Keep each line of the material that includes "door", and leave out the rest.

-- Listed records --
%%
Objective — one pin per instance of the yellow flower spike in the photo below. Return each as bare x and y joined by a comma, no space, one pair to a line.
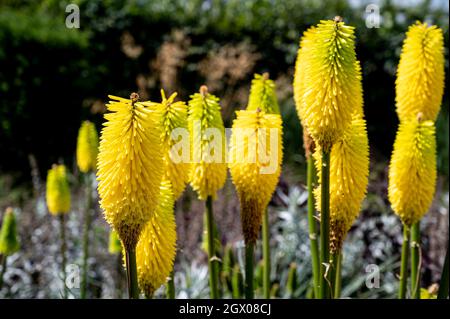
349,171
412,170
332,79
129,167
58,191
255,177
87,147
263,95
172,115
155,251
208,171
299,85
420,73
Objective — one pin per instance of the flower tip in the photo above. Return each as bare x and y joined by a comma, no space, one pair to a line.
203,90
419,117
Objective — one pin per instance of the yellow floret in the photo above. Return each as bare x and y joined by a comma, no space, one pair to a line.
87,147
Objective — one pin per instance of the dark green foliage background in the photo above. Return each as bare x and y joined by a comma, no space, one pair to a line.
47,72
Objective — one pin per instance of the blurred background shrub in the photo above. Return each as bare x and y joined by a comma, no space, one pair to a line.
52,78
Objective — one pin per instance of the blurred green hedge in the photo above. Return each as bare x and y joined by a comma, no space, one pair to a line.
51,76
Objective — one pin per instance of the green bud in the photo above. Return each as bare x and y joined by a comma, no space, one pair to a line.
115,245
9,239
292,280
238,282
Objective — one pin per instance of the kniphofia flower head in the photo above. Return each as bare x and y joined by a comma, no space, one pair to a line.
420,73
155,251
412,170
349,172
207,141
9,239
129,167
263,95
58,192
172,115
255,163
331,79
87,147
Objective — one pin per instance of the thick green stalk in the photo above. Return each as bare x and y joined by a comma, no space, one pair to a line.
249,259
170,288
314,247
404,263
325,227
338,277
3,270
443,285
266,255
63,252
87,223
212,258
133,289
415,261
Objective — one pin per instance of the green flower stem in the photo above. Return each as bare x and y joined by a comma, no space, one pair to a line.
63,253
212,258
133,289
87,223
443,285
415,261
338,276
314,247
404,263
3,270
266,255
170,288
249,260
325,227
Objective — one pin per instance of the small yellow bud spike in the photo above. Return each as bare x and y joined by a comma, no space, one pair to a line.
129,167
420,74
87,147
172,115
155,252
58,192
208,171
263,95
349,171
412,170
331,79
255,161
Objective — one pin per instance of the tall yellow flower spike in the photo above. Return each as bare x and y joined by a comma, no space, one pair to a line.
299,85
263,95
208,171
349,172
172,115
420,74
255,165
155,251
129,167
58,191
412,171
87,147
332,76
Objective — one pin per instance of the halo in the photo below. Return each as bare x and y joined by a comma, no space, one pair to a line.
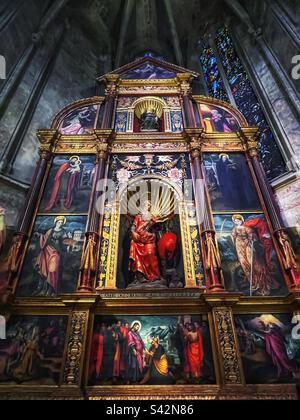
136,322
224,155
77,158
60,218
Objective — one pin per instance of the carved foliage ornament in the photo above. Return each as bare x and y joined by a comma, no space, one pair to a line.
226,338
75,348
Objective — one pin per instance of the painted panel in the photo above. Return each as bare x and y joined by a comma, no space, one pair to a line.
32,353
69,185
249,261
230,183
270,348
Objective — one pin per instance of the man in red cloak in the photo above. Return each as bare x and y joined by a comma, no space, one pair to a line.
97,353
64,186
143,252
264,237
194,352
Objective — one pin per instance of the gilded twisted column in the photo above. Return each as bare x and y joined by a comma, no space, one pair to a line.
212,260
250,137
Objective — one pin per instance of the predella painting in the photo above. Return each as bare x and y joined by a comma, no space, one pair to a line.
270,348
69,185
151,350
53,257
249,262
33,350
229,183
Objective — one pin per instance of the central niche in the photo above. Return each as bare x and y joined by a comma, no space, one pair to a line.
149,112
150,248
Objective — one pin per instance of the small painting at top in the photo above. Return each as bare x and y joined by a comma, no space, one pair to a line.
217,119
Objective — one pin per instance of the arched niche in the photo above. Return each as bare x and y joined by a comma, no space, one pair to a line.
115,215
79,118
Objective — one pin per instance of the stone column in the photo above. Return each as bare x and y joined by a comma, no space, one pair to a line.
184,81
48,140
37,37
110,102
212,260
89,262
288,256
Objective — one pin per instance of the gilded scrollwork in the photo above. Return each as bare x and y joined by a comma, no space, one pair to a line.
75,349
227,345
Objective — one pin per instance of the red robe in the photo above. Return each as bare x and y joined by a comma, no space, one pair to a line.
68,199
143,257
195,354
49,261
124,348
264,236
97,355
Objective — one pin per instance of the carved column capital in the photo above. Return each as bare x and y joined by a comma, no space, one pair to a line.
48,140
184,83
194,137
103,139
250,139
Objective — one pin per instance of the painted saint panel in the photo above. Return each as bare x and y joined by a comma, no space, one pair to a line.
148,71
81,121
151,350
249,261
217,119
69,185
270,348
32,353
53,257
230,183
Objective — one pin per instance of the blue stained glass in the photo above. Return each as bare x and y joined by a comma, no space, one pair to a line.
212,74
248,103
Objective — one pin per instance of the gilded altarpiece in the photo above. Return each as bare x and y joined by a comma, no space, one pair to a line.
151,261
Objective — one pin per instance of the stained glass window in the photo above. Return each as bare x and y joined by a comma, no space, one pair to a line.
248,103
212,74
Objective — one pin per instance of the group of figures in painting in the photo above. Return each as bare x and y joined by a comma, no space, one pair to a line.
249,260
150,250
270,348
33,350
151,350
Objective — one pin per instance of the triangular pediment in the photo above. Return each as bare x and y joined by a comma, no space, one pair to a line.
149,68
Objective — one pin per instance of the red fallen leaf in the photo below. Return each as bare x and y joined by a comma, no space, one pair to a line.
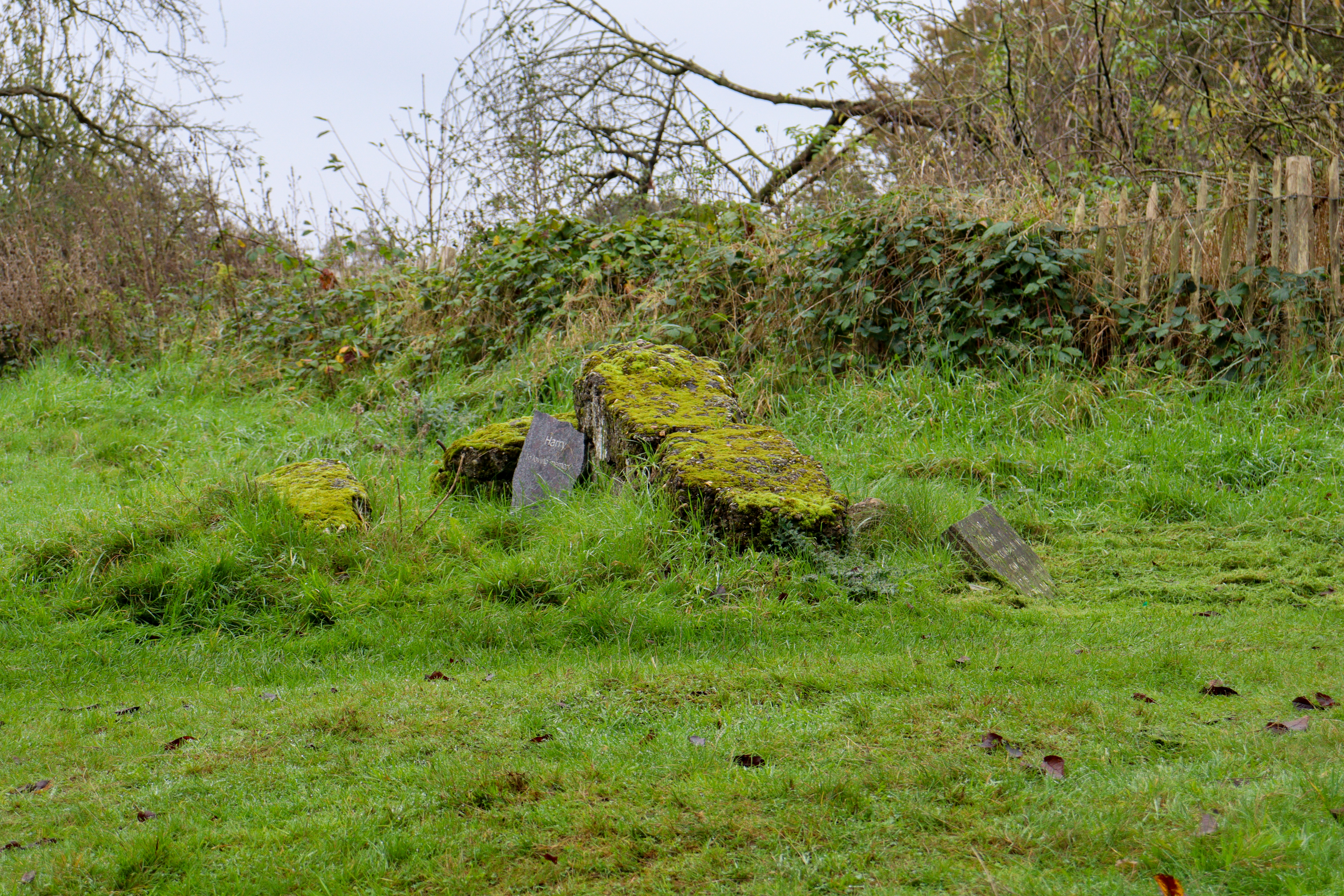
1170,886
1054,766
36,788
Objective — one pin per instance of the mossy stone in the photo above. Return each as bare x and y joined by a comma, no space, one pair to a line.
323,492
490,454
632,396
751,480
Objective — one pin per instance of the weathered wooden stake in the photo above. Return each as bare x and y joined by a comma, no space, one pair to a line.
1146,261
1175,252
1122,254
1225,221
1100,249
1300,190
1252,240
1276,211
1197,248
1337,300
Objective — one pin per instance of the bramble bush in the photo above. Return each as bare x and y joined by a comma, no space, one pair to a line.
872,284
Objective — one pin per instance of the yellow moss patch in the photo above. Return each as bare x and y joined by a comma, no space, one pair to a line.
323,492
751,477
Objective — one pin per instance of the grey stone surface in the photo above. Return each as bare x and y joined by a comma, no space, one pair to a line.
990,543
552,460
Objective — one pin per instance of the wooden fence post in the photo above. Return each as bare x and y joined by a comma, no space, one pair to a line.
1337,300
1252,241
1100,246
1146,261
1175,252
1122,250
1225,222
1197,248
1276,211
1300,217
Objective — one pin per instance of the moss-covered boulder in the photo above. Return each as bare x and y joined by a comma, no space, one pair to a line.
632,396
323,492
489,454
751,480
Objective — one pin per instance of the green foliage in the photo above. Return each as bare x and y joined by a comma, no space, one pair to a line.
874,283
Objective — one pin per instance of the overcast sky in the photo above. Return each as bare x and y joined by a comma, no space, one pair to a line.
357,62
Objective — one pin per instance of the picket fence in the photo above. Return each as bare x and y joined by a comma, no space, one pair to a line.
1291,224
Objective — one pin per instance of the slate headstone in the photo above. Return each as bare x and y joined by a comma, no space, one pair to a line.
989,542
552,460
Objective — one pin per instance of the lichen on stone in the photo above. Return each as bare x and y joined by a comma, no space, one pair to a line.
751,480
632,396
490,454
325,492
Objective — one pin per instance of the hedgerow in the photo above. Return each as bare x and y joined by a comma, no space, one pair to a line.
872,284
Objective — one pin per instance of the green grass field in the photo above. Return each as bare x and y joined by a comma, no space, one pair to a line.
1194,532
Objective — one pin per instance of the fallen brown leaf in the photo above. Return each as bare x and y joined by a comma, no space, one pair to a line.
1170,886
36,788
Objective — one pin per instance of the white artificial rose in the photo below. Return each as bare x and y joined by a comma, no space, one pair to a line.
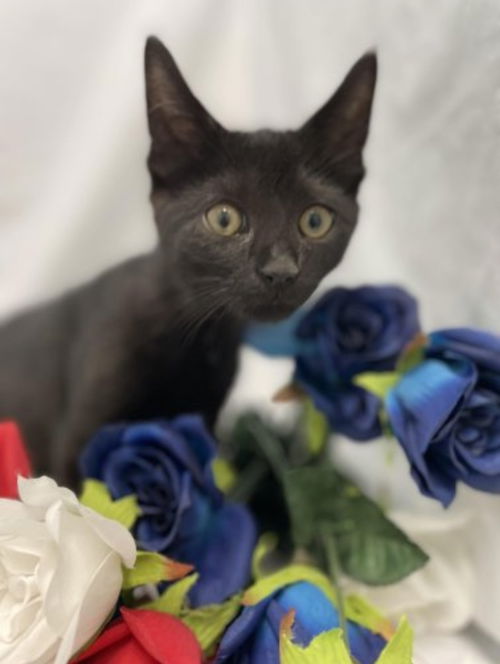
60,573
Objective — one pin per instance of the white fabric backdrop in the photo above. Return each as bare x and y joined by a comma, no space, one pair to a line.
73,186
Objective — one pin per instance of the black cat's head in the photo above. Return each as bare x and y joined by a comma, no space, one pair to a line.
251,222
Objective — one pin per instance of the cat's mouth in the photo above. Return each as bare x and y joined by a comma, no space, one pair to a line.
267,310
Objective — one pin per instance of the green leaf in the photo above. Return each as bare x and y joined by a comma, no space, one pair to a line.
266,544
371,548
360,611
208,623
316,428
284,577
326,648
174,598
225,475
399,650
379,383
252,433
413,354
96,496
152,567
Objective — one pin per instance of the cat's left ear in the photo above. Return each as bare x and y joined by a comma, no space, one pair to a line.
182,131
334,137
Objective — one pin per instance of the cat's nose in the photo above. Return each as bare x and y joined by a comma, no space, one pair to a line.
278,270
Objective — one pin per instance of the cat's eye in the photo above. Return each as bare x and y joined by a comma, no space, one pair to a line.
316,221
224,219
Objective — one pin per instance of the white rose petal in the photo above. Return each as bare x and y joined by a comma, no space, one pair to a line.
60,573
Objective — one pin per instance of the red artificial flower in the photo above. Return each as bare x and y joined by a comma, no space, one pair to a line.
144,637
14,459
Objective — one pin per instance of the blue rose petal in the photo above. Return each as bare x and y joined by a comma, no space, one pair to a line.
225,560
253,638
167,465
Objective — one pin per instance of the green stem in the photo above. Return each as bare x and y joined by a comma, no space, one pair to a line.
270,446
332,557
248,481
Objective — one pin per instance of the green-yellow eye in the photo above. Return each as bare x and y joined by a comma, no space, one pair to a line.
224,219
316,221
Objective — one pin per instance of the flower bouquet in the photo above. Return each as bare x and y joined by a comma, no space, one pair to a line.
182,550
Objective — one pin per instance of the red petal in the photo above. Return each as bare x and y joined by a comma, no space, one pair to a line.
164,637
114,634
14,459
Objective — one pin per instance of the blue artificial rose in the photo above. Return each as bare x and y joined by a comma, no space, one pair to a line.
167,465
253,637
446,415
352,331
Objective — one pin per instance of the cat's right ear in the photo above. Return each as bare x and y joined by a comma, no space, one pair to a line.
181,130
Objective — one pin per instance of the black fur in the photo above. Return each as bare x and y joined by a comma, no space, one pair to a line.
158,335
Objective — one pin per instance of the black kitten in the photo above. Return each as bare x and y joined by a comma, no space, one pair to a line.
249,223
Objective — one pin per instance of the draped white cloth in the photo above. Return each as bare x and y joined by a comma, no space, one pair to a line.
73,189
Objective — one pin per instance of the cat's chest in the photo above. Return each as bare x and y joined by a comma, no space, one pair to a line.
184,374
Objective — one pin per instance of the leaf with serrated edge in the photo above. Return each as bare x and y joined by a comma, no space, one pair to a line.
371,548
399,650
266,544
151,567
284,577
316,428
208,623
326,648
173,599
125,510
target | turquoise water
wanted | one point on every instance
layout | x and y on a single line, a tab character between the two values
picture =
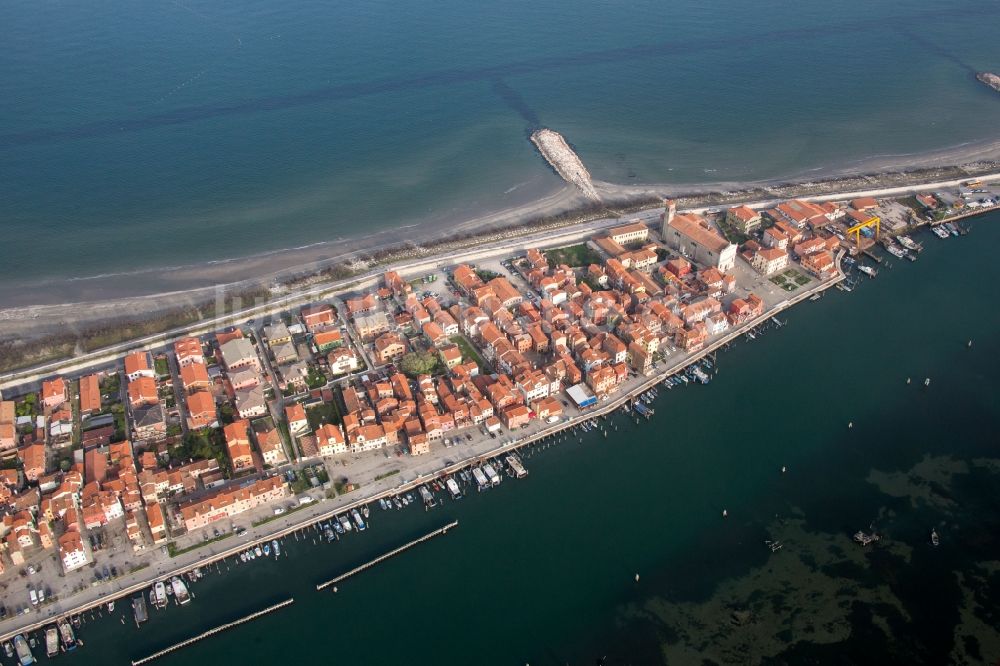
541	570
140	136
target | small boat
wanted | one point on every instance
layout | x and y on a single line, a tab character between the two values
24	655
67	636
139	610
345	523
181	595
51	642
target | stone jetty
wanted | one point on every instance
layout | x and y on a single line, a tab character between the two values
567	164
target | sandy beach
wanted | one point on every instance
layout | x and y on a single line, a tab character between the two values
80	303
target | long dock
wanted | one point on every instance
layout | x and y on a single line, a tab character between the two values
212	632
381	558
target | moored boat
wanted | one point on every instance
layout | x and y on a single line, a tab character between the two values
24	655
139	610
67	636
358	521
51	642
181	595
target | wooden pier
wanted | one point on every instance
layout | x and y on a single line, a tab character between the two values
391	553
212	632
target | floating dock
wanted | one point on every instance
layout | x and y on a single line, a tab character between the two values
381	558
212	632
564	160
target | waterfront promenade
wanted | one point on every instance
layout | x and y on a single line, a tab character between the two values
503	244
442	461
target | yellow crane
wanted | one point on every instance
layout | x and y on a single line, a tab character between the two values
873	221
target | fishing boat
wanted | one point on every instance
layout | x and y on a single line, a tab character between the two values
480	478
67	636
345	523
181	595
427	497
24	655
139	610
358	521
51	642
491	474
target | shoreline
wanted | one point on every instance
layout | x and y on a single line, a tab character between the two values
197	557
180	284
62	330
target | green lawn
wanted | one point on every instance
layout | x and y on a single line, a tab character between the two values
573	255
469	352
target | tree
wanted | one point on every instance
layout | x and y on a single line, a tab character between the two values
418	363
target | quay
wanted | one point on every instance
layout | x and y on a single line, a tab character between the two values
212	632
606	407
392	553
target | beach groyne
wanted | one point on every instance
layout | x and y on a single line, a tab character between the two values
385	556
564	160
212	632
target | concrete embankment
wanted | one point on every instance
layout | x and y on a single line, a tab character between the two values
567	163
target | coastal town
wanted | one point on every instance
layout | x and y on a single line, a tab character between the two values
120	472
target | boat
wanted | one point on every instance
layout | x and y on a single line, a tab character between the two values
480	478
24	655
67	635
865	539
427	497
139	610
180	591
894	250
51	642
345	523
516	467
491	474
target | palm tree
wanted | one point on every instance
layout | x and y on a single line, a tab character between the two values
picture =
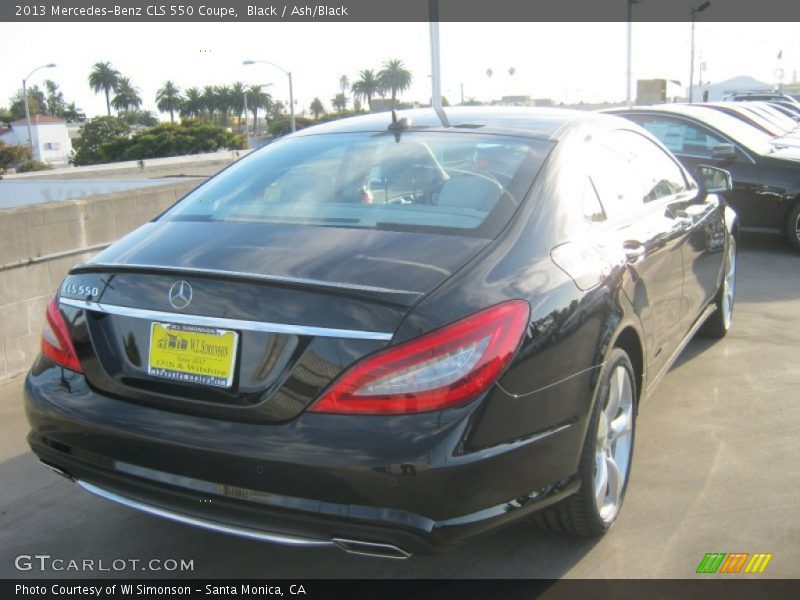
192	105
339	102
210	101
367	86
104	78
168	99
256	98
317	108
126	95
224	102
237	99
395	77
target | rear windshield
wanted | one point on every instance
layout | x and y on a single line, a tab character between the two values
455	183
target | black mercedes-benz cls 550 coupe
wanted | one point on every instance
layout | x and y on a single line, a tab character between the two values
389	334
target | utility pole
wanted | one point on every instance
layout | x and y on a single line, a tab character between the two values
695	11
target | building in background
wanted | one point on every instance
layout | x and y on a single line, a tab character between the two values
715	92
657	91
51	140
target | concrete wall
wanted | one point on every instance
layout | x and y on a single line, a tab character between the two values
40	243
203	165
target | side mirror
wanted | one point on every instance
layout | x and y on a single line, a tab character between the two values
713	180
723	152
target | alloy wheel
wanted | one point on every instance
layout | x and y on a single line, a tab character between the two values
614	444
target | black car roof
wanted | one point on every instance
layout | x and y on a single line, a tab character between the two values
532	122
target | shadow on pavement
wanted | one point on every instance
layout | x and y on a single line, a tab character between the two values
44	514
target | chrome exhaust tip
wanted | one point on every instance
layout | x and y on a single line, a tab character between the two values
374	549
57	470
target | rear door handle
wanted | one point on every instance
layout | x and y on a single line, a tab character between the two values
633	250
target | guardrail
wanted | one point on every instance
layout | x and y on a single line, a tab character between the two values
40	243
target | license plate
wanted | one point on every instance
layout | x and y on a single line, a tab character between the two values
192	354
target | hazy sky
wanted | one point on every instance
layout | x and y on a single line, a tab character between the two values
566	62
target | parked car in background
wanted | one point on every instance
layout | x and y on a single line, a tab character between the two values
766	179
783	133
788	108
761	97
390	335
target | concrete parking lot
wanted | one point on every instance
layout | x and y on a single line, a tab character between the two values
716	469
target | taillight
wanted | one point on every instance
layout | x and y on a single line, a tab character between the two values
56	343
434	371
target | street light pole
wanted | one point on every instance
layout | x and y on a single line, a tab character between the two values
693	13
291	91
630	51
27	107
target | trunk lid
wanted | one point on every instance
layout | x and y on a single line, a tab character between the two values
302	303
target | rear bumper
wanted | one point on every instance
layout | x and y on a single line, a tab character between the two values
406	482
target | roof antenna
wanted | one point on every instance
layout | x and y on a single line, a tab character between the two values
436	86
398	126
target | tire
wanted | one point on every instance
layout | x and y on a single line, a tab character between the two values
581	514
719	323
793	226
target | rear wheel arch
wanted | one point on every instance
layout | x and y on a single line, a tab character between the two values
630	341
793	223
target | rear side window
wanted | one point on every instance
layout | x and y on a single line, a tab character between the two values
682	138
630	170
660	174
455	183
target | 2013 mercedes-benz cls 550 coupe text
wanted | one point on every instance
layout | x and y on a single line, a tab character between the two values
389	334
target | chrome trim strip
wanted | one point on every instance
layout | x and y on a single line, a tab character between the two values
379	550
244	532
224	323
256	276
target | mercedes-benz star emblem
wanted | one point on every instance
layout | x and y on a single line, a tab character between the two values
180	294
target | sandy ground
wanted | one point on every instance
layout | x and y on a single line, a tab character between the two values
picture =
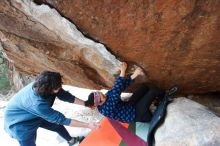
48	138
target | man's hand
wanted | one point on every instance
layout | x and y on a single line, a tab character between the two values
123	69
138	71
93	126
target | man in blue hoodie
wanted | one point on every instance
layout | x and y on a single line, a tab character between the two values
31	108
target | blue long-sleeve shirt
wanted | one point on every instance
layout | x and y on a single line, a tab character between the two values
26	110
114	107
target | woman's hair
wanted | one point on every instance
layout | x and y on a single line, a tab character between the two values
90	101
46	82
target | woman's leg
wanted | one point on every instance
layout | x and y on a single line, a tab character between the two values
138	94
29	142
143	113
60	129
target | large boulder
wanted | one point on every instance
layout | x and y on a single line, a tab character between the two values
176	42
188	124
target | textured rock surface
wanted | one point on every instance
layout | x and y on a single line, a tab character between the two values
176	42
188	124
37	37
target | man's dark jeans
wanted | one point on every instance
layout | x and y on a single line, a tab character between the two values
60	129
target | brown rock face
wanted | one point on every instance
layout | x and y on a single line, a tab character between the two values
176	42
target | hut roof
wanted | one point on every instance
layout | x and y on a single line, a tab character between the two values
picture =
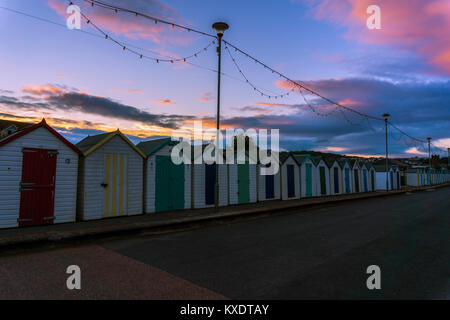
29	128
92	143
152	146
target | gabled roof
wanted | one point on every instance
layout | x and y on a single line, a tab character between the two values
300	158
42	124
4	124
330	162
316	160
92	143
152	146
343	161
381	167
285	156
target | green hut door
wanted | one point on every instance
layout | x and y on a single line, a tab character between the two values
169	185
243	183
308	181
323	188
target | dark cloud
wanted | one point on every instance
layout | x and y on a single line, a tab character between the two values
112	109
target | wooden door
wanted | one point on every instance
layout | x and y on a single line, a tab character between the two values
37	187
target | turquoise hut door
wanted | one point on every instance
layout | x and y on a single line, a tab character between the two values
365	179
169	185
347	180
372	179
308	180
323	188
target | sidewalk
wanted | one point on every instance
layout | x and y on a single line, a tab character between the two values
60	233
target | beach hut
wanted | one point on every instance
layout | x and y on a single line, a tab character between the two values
%%
-- Result of the exercise --
target | rear door handle
target | green hut door
target | wooden door
target | turquoise hut door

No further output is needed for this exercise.